# Activity
The job is to output each record exactly as it stands, pictures excluded.

——————

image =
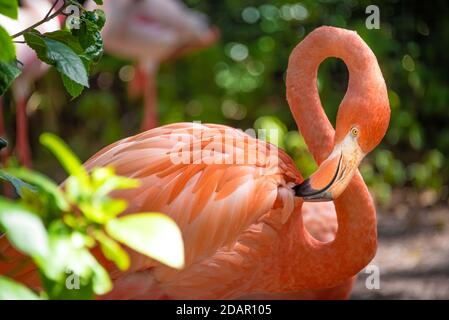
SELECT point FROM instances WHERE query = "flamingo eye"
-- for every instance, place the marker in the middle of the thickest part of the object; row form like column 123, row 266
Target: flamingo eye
column 355, row 132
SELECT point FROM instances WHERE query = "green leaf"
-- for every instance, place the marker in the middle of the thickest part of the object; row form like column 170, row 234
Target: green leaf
column 23, row 229
column 65, row 37
column 11, row 290
column 65, row 156
column 73, row 88
column 89, row 34
column 113, row 251
column 59, row 54
column 17, row 183
column 66, row 61
column 153, row 234
column 43, row 183
column 8, row 73
column 68, row 254
column 9, row 8
column 8, row 51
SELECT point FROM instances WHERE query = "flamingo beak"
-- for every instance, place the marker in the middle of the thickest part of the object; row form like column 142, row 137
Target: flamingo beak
column 334, row 173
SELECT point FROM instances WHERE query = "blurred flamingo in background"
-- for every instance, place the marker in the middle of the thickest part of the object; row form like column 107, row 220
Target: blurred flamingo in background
column 242, row 223
column 150, row 32
column 31, row 12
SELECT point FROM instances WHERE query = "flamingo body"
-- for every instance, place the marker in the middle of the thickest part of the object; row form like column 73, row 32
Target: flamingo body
column 239, row 201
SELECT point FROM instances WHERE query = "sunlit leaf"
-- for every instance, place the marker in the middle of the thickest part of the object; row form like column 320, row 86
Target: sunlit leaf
column 42, row 183
column 17, row 183
column 153, row 234
column 9, row 8
column 23, row 229
column 113, row 251
column 11, row 290
column 8, row 73
column 66, row 61
column 8, row 51
column 69, row 256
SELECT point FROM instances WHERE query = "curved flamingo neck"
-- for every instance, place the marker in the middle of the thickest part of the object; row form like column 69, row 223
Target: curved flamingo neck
column 320, row 264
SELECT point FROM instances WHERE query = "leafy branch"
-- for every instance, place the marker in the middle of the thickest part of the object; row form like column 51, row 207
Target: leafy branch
column 72, row 51
column 57, row 227
column 47, row 17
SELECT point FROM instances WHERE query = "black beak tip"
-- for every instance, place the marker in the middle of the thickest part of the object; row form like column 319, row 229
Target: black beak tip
column 304, row 189
column 308, row 193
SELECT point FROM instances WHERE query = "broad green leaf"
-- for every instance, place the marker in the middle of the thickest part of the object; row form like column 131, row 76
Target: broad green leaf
column 17, row 183
column 73, row 88
column 65, row 156
column 35, row 40
column 8, row 51
column 59, row 54
column 23, row 229
column 153, row 234
column 3, row 143
column 42, row 183
column 113, row 251
column 66, row 61
column 69, row 255
column 11, row 290
column 9, row 8
column 8, row 73
column 89, row 35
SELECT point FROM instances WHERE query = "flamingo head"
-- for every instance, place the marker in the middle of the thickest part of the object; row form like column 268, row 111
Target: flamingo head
column 361, row 125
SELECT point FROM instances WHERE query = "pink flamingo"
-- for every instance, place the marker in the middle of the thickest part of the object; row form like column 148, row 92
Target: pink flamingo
column 31, row 12
column 242, row 221
column 149, row 32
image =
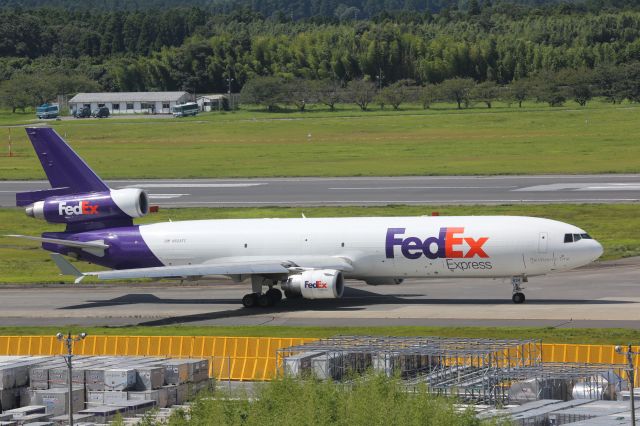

——————

# Response to this exercise
image =
SELECT point FROM instances WHERE query = "flamingo eye"
-- for every instance, place the marker in the middle of the thickest part of the object; row form like column 123, row 266
Target: flamingo eye
column 355, row 132
SELECT point FROM instances WHERE query = "green leaf"
-- for every instance, place the marker in the middle of the thickest part of the object; row form like column 170, row 234
Target: green leaf
column 23, row 229
column 65, row 37
column 11, row 290
column 65, row 156
column 73, row 88
column 89, row 34
column 113, row 251
column 59, row 54
column 17, row 183
column 66, row 61
column 153, row 234
column 43, row 183
column 8, row 73
column 68, row 254
column 9, row 8
column 8, row 51
SELECT point FROM instances WHERE query = "flamingo beak"
-- for every instance, place the marker in the middle of the thickest part of the object; row form like column 142, row 137
Target: flamingo beak
column 334, row 173
SELECT point FROM instances WHERE query = "blurred flamingo in background"
-- for every instance, place the marker in the middle of the thickest part of the object; row form like column 107, row 220
Target: blurred flamingo in background
column 242, row 223
column 150, row 32
column 31, row 12
SELECT point FROM instances WHERE query = "flamingo body"
-- for every instance, place the marker in the middle of the thickest part of the object; row form like column 73, row 32
Target: flamingo body
column 239, row 201
SELECT point FROM instances WHERE query = "sunlit leaf"
-- for every instance, place the marker in the middle of the thickest part of the object; row form like column 320, row 86
Target: sunlit leaf
column 42, row 183
column 17, row 183
column 153, row 234
column 9, row 8
column 23, row 229
column 113, row 251
column 11, row 290
column 8, row 73
column 66, row 61
column 8, row 51
column 69, row 256
SELECT point FROM instances WHERE query = "curved flamingo neck"
-- for every instance, place the marker in the middle of the thickest part of the object; row form like column 69, row 223
Target: curved flamingo neck
column 320, row 264
SELECT point FROM instances WHERE query = "leafy branch"
-- for every instance, place the marker in the middle of the thickest part of the object; row form like column 51, row 207
Target: leafy branch
column 72, row 51
column 57, row 227
column 47, row 17
SELECT point FROM instances WHERE query = "black beak tip"
-- for every instance, place the marker in the middle of the thickest part of the object; row form like column 319, row 229
Target: black beak tip
column 304, row 189
column 308, row 193
SELECT point FROM instances WHERE query = "broad green leaf"
-- for every instance, place the marker in the middle of the thickest part of the object; row form like column 131, row 76
Target: broad green leaf
column 17, row 183
column 73, row 88
column 65, row 156
column 35, row 40
column 8, row 51
column 59, row 54
column 23, row 229
column 153, row 234
column 3, row 143
column 42, row 183
column 113, row 251
column 66, row 61
column 69, row 255
column 11, row 290
column 9, row 8
column 8, row 73
column 89, row 35
SELECT point FROM instances WHERE query = "flamingo head"
-- for every instance, place the marker in the middle of the thickest part of the object; row form like column 268, row 111
Target: flamingo head
column 361, row 125
SELECT point FROM instances WHERE query = "pink flamingo"
-- for every instance, place the marker in the middle of the thickest part of the object; row form like column 148, row 92
Target: pink flamingo
column 31, row 12
column 242, row 221
column 149, row 32
image =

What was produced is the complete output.